____ DATA FOR THE TASK

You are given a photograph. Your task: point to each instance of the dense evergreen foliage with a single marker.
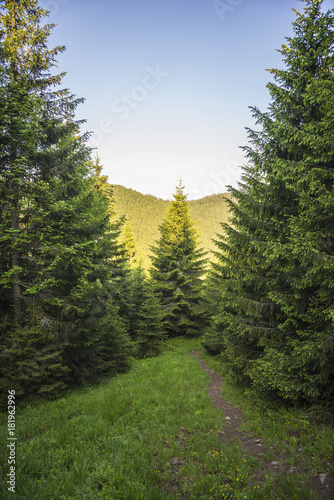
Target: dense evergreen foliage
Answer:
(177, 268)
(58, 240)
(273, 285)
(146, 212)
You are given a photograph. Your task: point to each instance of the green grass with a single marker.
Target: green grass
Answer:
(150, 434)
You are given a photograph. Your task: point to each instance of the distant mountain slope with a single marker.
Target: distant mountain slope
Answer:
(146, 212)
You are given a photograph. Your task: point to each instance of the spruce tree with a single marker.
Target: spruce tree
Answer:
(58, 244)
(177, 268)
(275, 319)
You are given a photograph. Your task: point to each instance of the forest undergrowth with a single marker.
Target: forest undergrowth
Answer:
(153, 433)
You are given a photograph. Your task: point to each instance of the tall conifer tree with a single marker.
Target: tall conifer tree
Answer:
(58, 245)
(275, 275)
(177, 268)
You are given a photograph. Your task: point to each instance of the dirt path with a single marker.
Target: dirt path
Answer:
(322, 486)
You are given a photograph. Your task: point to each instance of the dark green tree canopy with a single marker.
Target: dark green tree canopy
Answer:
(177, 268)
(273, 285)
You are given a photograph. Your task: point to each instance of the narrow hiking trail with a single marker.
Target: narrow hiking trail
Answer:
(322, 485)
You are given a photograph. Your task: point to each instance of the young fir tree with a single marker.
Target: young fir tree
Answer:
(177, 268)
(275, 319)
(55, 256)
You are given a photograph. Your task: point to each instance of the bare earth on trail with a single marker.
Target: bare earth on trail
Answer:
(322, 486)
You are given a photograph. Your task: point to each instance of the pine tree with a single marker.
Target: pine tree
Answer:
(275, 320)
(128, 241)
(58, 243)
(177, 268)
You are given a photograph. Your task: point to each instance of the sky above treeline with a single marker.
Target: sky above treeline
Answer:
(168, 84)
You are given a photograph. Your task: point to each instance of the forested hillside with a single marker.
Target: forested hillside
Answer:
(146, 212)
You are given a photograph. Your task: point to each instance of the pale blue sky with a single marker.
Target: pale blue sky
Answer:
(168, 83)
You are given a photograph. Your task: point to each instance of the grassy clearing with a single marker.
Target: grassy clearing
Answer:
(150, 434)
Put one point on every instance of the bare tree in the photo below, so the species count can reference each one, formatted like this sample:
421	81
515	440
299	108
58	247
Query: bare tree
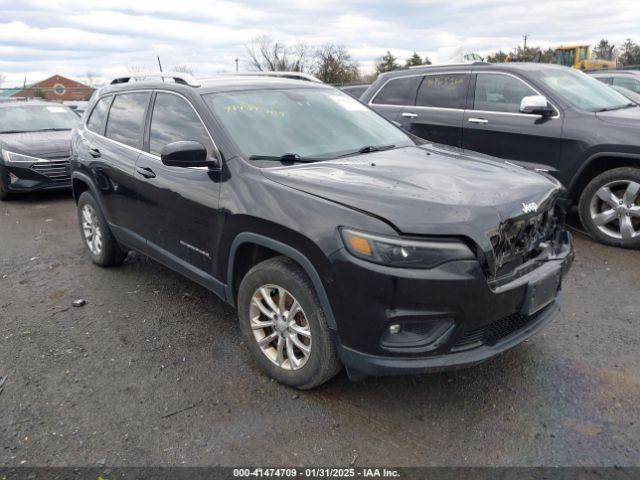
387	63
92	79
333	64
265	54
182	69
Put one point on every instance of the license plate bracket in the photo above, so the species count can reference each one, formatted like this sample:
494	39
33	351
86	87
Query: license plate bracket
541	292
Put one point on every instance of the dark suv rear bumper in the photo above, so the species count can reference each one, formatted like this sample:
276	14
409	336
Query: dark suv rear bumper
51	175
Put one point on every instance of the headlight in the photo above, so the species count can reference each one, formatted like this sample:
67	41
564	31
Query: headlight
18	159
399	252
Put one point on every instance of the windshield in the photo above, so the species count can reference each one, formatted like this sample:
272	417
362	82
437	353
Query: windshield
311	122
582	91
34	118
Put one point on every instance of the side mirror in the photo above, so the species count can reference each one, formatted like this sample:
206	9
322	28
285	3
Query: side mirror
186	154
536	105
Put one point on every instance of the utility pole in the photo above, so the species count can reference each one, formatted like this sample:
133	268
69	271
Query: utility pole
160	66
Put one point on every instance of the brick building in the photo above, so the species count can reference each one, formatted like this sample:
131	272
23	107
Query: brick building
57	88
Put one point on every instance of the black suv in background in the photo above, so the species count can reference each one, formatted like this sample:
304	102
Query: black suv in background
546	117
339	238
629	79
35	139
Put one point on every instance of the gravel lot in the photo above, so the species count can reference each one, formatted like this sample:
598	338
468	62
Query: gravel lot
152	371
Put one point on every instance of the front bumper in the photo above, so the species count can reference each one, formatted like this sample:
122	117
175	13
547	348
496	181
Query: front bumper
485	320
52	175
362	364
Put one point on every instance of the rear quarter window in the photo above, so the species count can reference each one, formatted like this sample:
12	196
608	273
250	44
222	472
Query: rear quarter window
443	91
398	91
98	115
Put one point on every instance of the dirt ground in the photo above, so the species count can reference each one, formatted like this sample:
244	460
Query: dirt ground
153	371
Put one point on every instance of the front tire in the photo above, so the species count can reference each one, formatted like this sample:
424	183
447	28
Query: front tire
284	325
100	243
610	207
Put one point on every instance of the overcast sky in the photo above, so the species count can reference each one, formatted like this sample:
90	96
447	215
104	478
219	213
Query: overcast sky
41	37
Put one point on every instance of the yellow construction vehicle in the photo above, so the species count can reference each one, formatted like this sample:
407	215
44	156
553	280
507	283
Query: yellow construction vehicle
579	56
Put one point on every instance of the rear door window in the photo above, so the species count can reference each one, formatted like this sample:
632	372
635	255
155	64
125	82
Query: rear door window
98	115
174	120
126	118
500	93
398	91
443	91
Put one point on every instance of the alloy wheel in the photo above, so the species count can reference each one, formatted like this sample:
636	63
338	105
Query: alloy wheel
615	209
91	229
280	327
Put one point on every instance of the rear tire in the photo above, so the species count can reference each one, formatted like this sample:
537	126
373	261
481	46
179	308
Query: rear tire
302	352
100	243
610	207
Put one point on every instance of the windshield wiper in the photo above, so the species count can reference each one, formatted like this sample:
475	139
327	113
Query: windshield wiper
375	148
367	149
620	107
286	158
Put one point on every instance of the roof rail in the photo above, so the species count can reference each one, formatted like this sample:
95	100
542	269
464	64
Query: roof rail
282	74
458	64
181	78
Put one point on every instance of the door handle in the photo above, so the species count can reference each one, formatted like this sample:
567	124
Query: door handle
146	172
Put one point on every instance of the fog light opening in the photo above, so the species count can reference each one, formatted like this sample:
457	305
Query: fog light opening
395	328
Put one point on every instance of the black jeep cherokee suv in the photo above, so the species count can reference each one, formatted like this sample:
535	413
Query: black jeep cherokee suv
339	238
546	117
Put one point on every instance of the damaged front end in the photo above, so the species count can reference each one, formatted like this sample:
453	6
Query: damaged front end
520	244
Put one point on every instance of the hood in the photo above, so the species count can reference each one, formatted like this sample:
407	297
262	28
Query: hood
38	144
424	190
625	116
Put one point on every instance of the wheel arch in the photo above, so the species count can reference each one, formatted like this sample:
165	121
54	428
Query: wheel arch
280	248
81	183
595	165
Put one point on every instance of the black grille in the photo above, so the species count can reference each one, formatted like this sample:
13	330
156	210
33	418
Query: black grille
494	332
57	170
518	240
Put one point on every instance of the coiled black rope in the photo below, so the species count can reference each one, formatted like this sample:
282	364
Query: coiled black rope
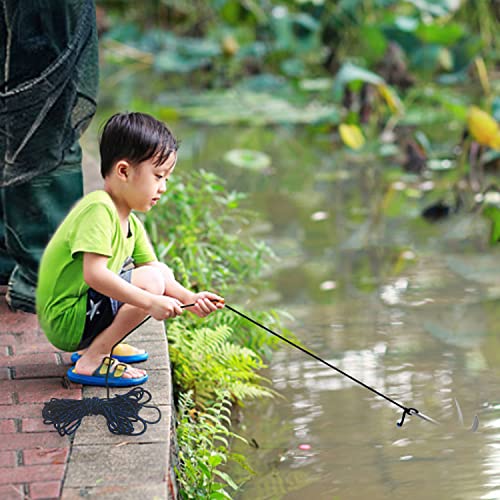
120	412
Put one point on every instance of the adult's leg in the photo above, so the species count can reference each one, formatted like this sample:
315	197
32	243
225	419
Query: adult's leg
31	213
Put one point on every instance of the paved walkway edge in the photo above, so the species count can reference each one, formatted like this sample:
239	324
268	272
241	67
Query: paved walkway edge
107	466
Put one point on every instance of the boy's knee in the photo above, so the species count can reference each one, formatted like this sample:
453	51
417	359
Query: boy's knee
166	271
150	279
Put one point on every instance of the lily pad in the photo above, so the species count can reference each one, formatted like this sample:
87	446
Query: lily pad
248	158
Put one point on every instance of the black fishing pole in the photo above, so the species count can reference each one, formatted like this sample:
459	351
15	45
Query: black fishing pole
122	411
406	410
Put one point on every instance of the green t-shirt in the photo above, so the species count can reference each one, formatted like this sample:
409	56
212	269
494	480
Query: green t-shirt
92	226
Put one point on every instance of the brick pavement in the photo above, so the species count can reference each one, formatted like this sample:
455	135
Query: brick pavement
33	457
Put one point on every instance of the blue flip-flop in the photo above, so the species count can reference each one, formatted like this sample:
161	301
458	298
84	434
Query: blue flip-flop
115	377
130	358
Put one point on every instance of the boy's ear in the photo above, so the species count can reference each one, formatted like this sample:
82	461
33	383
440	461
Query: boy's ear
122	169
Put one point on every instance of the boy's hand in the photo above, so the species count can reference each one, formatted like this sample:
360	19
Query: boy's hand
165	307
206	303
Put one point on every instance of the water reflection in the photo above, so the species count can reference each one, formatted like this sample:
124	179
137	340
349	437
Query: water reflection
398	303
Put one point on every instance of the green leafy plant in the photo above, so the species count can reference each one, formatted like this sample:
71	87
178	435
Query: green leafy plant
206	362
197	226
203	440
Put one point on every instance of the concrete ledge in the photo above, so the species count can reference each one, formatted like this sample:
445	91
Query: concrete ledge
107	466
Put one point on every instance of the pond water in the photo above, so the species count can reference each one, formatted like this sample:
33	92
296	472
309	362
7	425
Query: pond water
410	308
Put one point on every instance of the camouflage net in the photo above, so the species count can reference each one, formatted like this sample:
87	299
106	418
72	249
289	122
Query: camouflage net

________
____ DATA FOR THE TASK

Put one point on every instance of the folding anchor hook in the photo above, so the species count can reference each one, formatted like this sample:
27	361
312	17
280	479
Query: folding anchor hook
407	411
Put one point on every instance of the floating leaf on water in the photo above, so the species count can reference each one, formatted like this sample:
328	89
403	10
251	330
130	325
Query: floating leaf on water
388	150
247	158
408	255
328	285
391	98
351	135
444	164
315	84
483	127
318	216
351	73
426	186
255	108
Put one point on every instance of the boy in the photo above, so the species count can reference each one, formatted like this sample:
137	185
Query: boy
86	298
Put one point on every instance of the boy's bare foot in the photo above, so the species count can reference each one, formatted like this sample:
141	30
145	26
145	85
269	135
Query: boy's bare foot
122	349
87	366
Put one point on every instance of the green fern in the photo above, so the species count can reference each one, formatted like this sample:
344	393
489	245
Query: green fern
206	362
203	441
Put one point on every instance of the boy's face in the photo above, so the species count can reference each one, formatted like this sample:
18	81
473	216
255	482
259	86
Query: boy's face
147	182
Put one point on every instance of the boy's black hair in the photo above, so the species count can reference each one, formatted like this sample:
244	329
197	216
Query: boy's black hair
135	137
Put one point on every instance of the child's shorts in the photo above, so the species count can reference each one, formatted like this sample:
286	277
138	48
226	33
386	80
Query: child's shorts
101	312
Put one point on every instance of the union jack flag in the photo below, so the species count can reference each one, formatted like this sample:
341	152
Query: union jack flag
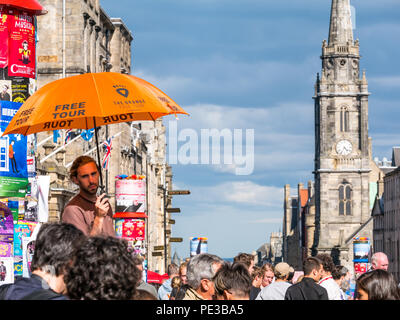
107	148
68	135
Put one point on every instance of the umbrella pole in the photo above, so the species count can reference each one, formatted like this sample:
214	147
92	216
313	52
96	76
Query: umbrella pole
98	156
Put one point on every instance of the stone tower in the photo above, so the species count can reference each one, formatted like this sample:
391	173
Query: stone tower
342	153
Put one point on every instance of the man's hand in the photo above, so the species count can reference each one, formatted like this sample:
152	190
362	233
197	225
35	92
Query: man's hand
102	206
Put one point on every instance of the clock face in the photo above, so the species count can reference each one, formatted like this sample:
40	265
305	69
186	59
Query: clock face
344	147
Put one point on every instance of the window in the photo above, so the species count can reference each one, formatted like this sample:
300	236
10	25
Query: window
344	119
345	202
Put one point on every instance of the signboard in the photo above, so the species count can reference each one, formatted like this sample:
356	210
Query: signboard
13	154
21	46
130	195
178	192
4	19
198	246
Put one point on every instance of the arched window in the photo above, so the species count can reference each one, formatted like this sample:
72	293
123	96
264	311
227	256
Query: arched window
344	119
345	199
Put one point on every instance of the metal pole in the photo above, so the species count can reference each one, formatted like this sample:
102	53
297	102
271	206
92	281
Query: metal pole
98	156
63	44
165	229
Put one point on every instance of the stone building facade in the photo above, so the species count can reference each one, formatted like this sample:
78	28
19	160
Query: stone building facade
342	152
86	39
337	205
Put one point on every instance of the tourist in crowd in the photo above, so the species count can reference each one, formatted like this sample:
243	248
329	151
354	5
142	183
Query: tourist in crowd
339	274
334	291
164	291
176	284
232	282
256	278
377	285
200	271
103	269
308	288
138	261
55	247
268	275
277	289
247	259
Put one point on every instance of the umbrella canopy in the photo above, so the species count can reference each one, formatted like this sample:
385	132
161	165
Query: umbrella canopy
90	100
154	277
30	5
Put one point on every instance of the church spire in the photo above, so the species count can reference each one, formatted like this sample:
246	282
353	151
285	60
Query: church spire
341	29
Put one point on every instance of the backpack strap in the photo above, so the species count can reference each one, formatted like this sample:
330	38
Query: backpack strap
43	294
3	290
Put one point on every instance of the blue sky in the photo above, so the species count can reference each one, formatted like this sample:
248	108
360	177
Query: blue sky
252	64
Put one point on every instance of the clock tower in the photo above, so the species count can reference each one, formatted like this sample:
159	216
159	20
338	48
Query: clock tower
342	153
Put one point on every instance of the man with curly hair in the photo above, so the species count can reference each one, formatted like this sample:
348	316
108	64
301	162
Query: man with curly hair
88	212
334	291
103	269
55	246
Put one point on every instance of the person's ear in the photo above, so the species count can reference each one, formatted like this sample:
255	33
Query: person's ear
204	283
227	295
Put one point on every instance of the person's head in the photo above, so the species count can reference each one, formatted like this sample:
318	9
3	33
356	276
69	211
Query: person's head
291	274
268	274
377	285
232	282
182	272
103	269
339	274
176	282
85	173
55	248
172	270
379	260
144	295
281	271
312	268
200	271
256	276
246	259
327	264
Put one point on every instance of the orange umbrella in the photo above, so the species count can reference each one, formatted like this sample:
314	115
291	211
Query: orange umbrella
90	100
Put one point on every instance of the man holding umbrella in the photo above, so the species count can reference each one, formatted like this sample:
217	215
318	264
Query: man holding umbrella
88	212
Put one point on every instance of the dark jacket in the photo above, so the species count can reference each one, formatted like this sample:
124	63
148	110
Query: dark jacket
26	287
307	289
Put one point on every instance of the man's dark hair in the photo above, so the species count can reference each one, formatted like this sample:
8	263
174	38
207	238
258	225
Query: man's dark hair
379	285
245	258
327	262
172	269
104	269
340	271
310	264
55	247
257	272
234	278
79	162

________

◆ WORK TO COMPLETE: Which lines in the data above contain the string "tall"? Select each one and copy it out, matching case exactly.

◆ RIGHT ANSWER:
You are given a photograph. Your task: point to each instance of the tall conifer tree with a single marker.
Target: tall conifer tree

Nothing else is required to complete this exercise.